▶ Excerpt provided:
- Opening Delimiter -

Limits of private affirmative action

Paul Finkelman pfink at albanylaw.edu
Sat Nov 18 15:05:03 PST 2006


Im response to Lynn:  As far as I know, there is not a single HBCU that
discriminates in hiring, students, or in the Bob Jones case, by telling
students who they can date.  That makes the UNCF quite different from
Bob Jones.  Harvard by the way, has (or at least used to have) many
scholarships for people of certain faitths (such as scholarship for the
son of the congregational minister in X town. Are you suggesting that
they are illegal?



Quoting Lynne Henderson <hendersl at ix.netcom.com>:

> I've used the privately funded/university- administered scholarship
> hypothetical  on Con Law II exams.  It comes down to "state action"
> and all its incoherence.  The government I suppose could deny the
> United Negro College Fund tax breaks and 503(c) status for charitable
> contributions (cf *Bob Jones* university)  But southern Illinois and
> other colleges and universities, under threats of lawsuits, *have*
> abandoned race-identified scholarship programs recently.  And there's
> a suit in NY brought against the Medgar Evers program by another
> African American group--just don't have the information handy.
>
> The Title VII question is an interesting one.  It gets you back to
> what the courts allowed pre-*Ward's Cove*  (Civil rights Act of 1991)
> and the disagreements in *Johnson v. Transportation Agency.*  The
> Court has had a trend of trying to make Title VII = to Equal
> Protection, just as it had done with Title VI in the education
> context. That has yet to have happened, however, and Congress
> repudiated *Ward's Cove* (to some extent)  But there are other list
> members far more expert on the cases since the Civil rights Act of
> 1991 who might know what is going on.

- Closing Delimiter -

▶ Instructions:
A - Answer these questions using the post on private affirmative action:
(i) In the Bob Jones case, what did the school tell students?
(ii) Which program is the subject of a suit in New York?
(iii) What did Congress repudiate, at least to some extent?
B - Reproduce the stretch of the post on private affirmative action from "Paul Finkelman pfink" through "they are illegal?" without changing a word.
The records that follow come from a different source than the post on private affirmative action.

▶ Source information:

- Opening Delimiter -

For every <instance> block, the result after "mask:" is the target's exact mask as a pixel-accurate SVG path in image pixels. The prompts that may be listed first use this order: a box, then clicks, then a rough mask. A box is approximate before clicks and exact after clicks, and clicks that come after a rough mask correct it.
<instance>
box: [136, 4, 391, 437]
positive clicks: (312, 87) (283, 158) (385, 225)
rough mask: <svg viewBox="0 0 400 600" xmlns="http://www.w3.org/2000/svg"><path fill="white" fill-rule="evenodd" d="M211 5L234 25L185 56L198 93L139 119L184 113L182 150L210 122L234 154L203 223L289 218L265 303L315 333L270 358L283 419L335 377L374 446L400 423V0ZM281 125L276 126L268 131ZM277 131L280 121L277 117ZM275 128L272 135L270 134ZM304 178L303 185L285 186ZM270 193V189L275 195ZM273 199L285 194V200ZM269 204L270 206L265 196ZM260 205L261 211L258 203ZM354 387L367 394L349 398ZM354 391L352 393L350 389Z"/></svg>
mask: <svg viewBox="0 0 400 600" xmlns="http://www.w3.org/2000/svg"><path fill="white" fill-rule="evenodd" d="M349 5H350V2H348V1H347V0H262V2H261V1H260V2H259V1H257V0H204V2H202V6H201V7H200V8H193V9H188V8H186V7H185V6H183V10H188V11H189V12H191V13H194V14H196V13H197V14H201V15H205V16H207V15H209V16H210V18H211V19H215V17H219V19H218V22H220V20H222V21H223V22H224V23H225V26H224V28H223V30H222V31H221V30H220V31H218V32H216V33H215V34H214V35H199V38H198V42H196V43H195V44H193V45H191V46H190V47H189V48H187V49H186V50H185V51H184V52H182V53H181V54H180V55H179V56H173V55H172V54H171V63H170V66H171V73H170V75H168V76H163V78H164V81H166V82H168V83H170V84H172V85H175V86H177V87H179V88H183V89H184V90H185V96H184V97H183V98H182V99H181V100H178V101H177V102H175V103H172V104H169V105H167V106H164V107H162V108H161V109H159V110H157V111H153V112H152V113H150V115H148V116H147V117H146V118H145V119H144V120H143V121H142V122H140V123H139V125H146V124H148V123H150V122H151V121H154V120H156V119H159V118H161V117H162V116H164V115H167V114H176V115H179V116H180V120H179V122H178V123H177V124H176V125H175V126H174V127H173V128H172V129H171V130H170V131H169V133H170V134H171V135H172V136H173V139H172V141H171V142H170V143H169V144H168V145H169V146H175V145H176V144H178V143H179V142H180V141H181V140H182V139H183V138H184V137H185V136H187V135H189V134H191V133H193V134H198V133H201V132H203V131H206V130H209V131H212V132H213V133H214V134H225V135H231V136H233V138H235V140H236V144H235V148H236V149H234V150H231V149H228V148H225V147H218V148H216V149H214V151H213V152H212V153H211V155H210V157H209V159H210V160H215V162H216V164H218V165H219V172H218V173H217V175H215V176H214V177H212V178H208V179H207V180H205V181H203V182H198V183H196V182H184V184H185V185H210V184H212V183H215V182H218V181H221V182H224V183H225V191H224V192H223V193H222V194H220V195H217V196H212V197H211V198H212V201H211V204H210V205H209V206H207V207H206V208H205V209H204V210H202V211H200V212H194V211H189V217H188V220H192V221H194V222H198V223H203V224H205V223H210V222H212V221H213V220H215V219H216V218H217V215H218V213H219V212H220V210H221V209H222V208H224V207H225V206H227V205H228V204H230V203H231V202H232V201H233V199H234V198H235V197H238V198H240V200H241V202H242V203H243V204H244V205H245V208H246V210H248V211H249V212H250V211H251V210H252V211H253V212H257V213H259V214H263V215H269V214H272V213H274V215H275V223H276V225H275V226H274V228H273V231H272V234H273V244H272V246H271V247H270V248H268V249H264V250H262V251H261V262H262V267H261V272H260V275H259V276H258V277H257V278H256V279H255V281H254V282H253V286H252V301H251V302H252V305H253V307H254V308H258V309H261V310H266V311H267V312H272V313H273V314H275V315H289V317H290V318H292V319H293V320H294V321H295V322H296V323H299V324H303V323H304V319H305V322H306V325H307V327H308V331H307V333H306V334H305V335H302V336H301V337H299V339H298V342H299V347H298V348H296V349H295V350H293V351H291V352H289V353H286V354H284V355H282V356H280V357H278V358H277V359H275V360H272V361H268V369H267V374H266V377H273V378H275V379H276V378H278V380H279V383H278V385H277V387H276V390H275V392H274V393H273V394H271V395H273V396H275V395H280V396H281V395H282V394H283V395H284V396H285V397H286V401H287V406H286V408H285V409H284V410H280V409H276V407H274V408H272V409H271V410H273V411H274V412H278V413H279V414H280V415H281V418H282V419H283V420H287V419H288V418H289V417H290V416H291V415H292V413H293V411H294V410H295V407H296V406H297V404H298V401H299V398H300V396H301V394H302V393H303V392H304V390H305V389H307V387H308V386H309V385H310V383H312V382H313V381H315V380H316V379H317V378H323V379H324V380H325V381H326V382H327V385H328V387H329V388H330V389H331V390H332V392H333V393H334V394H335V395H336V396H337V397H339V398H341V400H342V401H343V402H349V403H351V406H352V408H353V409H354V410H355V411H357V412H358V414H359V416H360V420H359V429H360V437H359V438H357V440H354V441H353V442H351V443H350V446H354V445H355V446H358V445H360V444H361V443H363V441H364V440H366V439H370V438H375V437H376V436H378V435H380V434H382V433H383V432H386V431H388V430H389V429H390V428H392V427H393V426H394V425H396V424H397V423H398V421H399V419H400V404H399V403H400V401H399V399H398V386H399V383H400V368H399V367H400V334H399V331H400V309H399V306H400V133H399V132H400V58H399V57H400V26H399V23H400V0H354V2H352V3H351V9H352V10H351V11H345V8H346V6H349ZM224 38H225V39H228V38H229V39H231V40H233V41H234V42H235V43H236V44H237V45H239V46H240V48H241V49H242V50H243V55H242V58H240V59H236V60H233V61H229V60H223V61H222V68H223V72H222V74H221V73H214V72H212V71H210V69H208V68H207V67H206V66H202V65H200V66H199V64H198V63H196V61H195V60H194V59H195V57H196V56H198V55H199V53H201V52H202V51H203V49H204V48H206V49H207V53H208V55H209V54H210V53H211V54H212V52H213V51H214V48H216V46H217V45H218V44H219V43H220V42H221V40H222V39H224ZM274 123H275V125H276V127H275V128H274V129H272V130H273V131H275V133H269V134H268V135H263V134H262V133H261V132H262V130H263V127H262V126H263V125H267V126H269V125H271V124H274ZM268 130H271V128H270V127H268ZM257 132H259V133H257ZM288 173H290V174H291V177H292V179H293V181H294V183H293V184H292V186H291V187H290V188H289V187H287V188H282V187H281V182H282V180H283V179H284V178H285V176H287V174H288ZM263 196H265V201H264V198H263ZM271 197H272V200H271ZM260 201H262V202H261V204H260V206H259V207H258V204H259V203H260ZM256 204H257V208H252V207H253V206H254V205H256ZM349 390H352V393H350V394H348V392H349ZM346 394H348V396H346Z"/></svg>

- Closing Delimiter -

▶ Solutions to the tasks:
A -
(i) Who they can date.
(ii) The Medgar Evers program.
(iii) *Ward's Cove*.

B -
Paul Finkelman pfink at albanylaw.edu
Sat Nov 18 15:05:03 PST 2006


Im response to Lynn:  As far as I know, there is not a single HBCU that
discriminates in hiring, students, or in the Bob Jones case, by telling
students who they can date.  That makes the UNCF quite different from
Bob Jones.  Harvard by the way, has (or at least used to have) many
scholarships for people of certain faitths (such as scholarship for the
son of the congregational minister in X town. Are you suggesting that
they are illegal?